Félix Gil Feito
Un grupo de tanquistas durante la guerra
- Tras el cerco de Stalingrado, alemanes y rusos protagonizaron, hace 75 años, la gran batalla de tanques. Después, el Ejército Rojo puso rumbo a Berlín.
- Documentos rusos desclasificados han ayudado al historiador Dennis E. Showalter a dar el peso que se merece aquel gran choque de aceros.
- La batalla de Kursk fue el punto de inflexión crítico en el frente Oriental a la contienda entre las huestes de Hitler y Stalin.
El 5 de julio de 1943, con el rugir de los motores de los carros de combate y el paso firme de la infantería, daba inicio la batalla de tanques (unos 8.000) más grande de todos los tiempos. En un saliente de 160 kilómetros con epicentro en la ciudad de Kursk, a unos 640 kilómetros al sur de Moscú, se dieron cita los colosales ejércitos de Hitler y Stalin para dirimir quién iba a ostentar la hegemonía militar y estratégica desde ese momento o, lo que es lo mismo, si Hitler iba, por fin, a iniciar la retirada definitiva hacia el Gran Reich alemán.
Tras la debacle alemana en Stalingrado del invierno de 1942-1943, la Wehrmacht (fuerzas armadas unificadas de la Alemania nazi) se encontraba en una situación muy comprometida a causa de la pérdida de la iniciativa militar y, sobre todo, por el golpe moral que supuso la destrucción del hasta entonces invencible 6º Ejército de Paulus. Desde el inicio de la operación Barbarroja en junio de 1941, el alto mando era consciente de que un frente con una extensión tan amplia sería imposible de abastecer en el plano logístico y, también, en el humano. Por ello se tornaba fundamental planificar campañas cortas en las que el Ejército Rojo fuera aniquilado; una suerte de la Blitzkrieg llevada a cabo en Polonia o Francia pero a una escala mayor. Sin embargo, los alemanes subestimaron por completo a sus oponentes y, con el paso de los meses, vieron cómo los soviéticos se reorganizaban y ponían sus vastos recursos industriales y humanos al servicio de lo que llamaronla Gran Guerra Patria.
Ante esto, la nueva estrategia de Hitler se centró en provocar un gran enfrentamiento, una batalla total, que fuera capaz de inclinar la balanza de su lado. El lugar elegido para ello fue en primer término Stalingrado y, tras la derrota, Kursk. Al contrario que la batalla por la ciudad del Volga, el gran choque de tanques de Kursk, cuyo nombre en clave para los alemanes era operación Ciudadela, se resolvería en semanas y desequilibraría de forma decisiva la guerra en el Este.
En este contexto de «batalla definitiva», los alemanes partían en franca desventaja, ya no sólo porque los soviéticos conocían la planificación de Ciudadela con anticipación gracias a la ayuda de los británicos, que lograron descifrar los movimientos alemanes en torno al saliente, sino porque el Ejército Rojo, casi por primera vez en toda la guerra, había alcanzado un nivel de organización superior al alemán y además contaba con una ventaja numérica en hombres y material en una proporción de 2,5 a 1. Por tanto, los alemanes debían fiar sus posibilidades de éxito al impacto que su fuerza acorazada pudiera ejercer durante los primeros días, algo que finalmente no ocurrió. Esto desembocó en una batalla de desgaste, prácticamente la única modalidad de combate a la que los alemanes no estaban habituados.
++++++++++
▶ CONSIGNA 1:
Vuelve a escribir el fragmento sobre la batalla de Kursk desde "Félix Gil Feito" hasta "rumbo a Berlín.", ambos incluidos.
▶ CONSIGNA 2:
Según el fragmento sobre la batalla de Kursk, ¿qué nombre en clave usaban los alemanes para el gran choque de tanques de Kursk?
▶ CONSIGNA 3:
Resume en dos oraciones el fragmento sobre la batalla de Kursk.
++++++++++
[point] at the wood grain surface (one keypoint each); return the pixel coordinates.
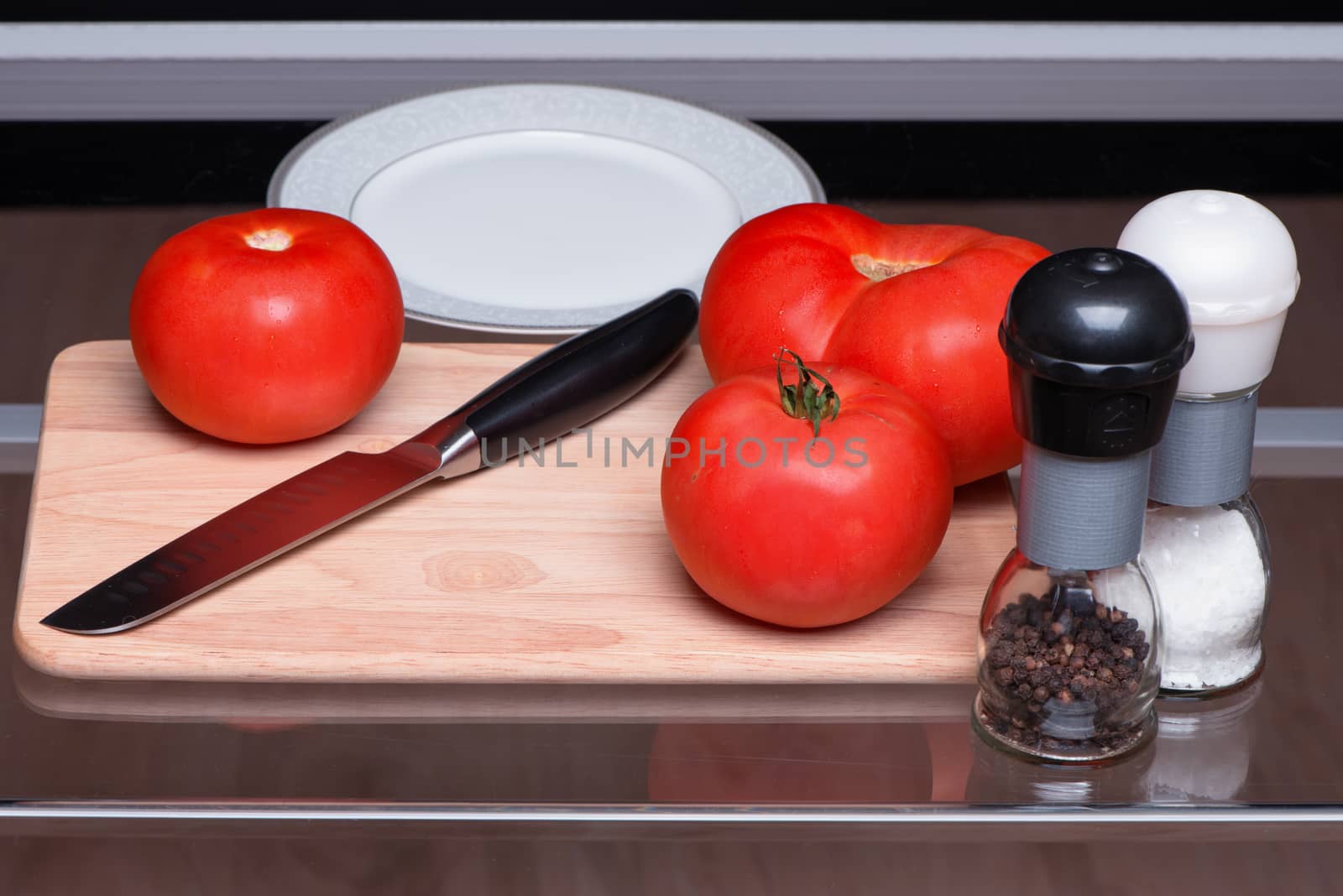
(521, 575)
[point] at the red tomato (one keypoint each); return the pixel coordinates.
(802, 530)
(266, 326)
(917, 305)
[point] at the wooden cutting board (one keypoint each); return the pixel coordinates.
(523, 575)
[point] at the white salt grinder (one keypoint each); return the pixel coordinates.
(1204, 544)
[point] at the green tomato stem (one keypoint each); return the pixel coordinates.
(803, 400)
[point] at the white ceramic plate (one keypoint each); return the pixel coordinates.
(541, 208)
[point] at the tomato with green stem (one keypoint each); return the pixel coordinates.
(805, 503)
(917, 305)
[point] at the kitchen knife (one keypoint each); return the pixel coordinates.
(544, 399)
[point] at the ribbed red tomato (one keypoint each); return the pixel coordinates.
(796, 515)
(917, 305)
(266, 326)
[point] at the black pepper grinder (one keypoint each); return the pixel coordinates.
(1068, 638)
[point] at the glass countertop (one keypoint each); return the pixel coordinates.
(900, 762)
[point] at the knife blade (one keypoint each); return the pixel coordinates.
(544, 399)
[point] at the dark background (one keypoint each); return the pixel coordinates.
(170, 163)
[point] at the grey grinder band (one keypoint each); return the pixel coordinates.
(1081, 513)
(1204, 459)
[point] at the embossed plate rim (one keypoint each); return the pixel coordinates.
(286, 187)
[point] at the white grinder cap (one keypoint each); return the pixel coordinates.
(1235, 263)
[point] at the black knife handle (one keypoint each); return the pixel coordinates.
(581, 378)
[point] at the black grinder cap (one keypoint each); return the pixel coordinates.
(1095, 342)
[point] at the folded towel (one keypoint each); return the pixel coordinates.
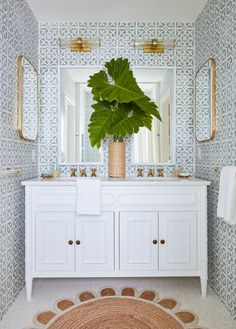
(227, 195)
(88, 196)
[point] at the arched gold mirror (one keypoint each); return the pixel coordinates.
(27, 123)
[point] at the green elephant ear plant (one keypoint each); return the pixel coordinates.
(120, 109)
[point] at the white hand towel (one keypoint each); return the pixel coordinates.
(227, 195)
(88, 201)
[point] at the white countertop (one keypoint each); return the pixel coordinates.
(167, 181)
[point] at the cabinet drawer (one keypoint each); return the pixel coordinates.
(54, 196)
(159, 196)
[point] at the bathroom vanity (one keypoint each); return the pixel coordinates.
(149, 227)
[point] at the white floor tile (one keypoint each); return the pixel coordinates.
(211, 312)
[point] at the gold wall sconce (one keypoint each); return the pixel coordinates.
(155, 45)
(79, 44)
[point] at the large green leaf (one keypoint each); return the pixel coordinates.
(122, 107)
(124, 88)
(99, 122)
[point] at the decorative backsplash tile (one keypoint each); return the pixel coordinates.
(215, 37)
(117, 39)
(18, 35)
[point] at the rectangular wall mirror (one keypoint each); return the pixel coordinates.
(157, 146)
(75, 111)
(27, 100)
(205, 105)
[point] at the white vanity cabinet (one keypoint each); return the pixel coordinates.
(147, 228)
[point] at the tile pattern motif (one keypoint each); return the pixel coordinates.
(18, 35)
(215, 37)
(116, 41)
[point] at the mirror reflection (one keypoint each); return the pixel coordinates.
(75, 111)
(156, 146)
(205, 102)
(27, 100)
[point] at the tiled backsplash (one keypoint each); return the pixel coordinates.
(18, 35)
(117, 40)
(215, 37)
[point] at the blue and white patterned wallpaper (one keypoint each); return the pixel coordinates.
(215, 37)
(116, 41)
(18, 35)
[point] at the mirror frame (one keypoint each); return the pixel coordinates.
(19, 98)
(213, 101)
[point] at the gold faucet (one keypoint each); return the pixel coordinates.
(140, 172)
(150, 172)
(83, 173)
(160, 172)
(93, 172)
(73, 172)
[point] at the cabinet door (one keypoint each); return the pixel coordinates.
(138, 241)
(54, 234)
(178, 240)
(95, 242)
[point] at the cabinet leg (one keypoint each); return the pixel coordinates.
(203, 286)
(29, 285)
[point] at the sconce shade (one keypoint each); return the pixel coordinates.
(79, 44)
(155, 45)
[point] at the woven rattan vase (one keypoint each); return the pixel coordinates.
(116, 159)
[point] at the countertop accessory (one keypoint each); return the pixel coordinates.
(93, 172)
(73, 172)
(184, 175)
(150, 172)
(160, 172)
(47, 175)
(140, 172)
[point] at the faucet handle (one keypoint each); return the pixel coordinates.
(73, 172)
(150, 172)
(93, 172)
(160, 172)
(83, 173)
(140, 172)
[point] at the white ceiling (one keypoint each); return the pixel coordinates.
(119, 10)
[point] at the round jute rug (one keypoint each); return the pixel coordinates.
(112, 309)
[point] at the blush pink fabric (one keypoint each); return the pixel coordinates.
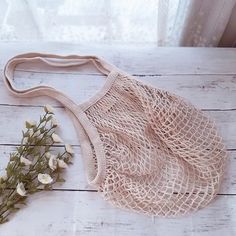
(144, 148)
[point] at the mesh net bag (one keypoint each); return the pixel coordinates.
(144, 149)
(164, 157)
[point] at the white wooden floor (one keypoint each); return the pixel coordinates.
(207, 77)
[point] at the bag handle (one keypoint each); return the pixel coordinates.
(87, 132)
(55, 61)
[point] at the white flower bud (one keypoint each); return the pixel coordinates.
(30, 123)
(31, 132)
(62, 164)
(69, 149)
(37, 133)
(56, 138)
(45, 178)
(48, 109)
(20, 189)
(52, 162)
(25, 161)
(48, 155)
(54, 122)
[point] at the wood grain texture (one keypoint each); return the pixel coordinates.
(64, 213)
(204, 76)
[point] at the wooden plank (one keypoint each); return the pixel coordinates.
(14, 117)
(86, 213)
(76, 178)
(205, 91)
(142, 60)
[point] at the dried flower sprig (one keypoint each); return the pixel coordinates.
(33, 167)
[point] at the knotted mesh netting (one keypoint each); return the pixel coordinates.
(164, 157)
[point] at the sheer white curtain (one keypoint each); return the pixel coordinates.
(157, 22)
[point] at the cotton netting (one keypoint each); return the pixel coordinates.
(164, 157)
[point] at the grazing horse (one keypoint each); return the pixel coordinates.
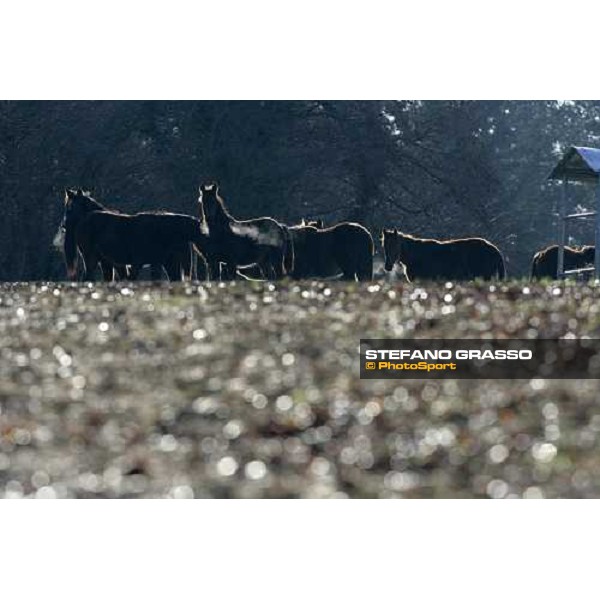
(262, 242)
(545, 262)
(345, 248)
(460, 259)
(116, 239)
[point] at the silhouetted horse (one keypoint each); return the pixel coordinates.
(545, 262)
(108, 269)
(262, 242)
(345, 248)
(460, 259)
(108, 237)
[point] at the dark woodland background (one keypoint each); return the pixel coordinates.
(434, 168)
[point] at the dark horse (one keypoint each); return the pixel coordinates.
(114, 239)
(545, 262)
(262, 242)
(345, 248)
(460, 259)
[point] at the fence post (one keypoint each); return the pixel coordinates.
(562, 230)
(597, 236)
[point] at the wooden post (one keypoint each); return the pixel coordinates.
(597, 242)
(562, 230)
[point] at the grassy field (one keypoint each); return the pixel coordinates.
(252, 390)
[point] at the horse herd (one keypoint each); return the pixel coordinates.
(216, 246)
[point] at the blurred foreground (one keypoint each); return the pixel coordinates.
(252, 390)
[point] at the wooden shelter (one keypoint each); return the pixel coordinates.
(578, 165)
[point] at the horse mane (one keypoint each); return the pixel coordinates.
(418, 240)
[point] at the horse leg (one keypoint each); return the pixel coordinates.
(202, 269)
(156, 272)
(90, 262)
(227, 272)
(173, 268)
(364, 271)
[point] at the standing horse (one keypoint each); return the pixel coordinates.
(545, 262)
(109, 238)
(345, 248)
(262, 241)
(460, 259)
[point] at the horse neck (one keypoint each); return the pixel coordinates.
(90, 204)
(222, 220)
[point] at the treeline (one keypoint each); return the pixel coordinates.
(434, 168)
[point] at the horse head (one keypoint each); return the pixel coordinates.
(209, 201)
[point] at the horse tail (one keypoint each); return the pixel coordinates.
(501, 267)
(288, 256)
(71, 252)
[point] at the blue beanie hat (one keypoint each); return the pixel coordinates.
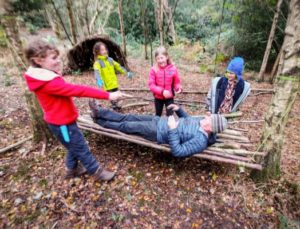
(236, 66)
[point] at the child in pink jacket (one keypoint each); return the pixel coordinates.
(163, 81)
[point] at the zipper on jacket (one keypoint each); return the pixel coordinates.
(164, 79)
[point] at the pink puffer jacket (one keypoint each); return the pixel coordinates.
(163, 78)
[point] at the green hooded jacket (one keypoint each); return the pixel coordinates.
(105, 69)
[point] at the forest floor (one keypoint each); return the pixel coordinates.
(151, 189)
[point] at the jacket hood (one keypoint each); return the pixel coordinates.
(236, 66)
(100, 57)
(37, 77)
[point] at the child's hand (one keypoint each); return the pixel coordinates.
(172, 122)
(118, 95)
(99, 82)
(167, 94)
(129, 75)
(178, 91)
(174, 107)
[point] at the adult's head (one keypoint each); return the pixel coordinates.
(236, 67)
(213, 123)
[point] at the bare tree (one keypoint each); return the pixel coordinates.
(159, 14)
(10, 25)
(72, 21)
(270, 41)
(287, 85)
(122, 26)
(169, 15)
(145, 27)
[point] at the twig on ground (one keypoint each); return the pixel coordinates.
(15, 145)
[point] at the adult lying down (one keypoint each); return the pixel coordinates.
(186, 136)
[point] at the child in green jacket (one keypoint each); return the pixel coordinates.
(105, 69)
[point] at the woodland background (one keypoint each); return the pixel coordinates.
(154, 190)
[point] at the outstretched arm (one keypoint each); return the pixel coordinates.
(59, 87)
(119, 68)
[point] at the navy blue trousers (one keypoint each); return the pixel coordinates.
(78, 149)
(142, 125)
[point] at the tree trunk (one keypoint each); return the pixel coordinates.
(55, 25)
(287, 84)
(60, 20)
(159, 13)
(270, 41)
(122, 26)
(275, 67)
(72, 21)
(145, 28)
(39, 127)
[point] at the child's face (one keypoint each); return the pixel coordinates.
(231, 76)
(50, 62)
(206, 123)
(161, 60)
(103, 50)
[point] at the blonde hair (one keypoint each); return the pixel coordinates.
(38, 49)
(96, 48)
(163, 51)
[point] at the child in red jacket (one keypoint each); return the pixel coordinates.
(163, 81)
(44, 78)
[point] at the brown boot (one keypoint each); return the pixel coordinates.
(103, 175)
(77, 172)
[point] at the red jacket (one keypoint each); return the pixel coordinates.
(55, 95)
(163, 78)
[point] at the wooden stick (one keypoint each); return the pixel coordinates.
(195, 92)
(227, 146)
(229, 115)
(236, 151)
(230, 161)
(135, 104)
(237, 129)
(167, 149)
(233, 114)
(232, 132)
(228, 136)
(246, 121)
(231, 156)
(15, 145)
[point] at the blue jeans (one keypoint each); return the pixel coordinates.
(78, 149)
(144, 126)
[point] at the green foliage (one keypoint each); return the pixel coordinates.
(31, 13)
(252, 24)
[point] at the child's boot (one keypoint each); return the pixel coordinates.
(94, 109)
(78, 171)
(103, 175)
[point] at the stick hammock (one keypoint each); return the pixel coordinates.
(227, 150)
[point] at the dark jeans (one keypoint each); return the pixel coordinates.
(78, 149)
(159, 105)
(114, 104)
(144, 126)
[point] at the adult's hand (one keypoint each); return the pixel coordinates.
(118, 95)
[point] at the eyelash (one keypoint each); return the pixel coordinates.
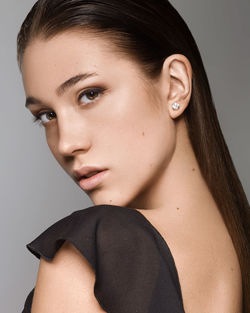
(100, 91)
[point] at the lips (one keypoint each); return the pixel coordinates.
(92, 181)
(86, 171)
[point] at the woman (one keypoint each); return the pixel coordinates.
(121, 90)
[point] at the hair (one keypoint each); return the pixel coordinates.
(150, 31)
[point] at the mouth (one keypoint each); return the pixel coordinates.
(92, 180)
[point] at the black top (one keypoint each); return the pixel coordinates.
(135, 270)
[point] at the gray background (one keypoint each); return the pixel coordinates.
(35, 191)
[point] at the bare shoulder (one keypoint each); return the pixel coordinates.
(66, 284)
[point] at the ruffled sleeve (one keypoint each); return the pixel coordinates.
(135, 272)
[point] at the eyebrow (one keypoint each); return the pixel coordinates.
(62, 88)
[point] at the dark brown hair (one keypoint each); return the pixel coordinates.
(150, 31)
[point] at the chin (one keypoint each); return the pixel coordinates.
(99, 197)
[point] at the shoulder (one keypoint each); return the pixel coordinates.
(90, 255)
(65, 284)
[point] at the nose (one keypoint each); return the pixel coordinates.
(72, 136)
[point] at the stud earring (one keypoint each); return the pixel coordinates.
(176, 106)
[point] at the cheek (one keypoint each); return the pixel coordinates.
(139, 140)
(52, 141)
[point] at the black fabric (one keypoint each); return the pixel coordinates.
(134, 268)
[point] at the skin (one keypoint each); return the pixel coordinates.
(132, 130)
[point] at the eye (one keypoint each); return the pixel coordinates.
(90, 95)
(44, 117)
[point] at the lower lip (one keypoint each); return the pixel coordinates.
(93, 181)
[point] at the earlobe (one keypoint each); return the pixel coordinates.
(178, 73)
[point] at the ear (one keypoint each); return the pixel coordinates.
(177, 83)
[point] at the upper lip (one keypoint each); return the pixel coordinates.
(85, 170)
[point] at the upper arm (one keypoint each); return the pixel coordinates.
(65, 284)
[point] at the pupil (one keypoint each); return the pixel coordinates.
(50, 115)
(91, 95)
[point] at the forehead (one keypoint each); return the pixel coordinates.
(48, 62)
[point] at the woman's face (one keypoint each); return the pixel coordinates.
++++++++++
▶ RESPUESTA 1:
Félix Gil Feito
Un grupo de tanquistas durante la guerra
- Tras el cerco de Stalingrado, alemanes y rusos protagonizaron, hace 75 años, la gran batalla de tanques. Después, el Ejército Rojo puso rumbo a Berlín.

▶ RESPUESTA 2:
Operación Ciudadela.

▶ RESPUESTA 3:
El 5 de julio de 1943 comenzó en un saliente con epicentro en Kursk, a unos 640 kilómetros al sur de Moscú, la mayor batalla de tanques de todos los tiempos, con la que Hitler, tras la derrota de Stalingrado, buscaba una batalla total capaz de inclinar la balanza de su lado. Los alemanes partían en desventaja, porque los soviéticos conocían sus planes gracias a los británicos, estaban mejor organizados y los superaban en una proporción de 2,5 a 1, y como su fuerza acorazada no logró imponerse en los primeros días, la lucha derivó en una batalla de desgaste.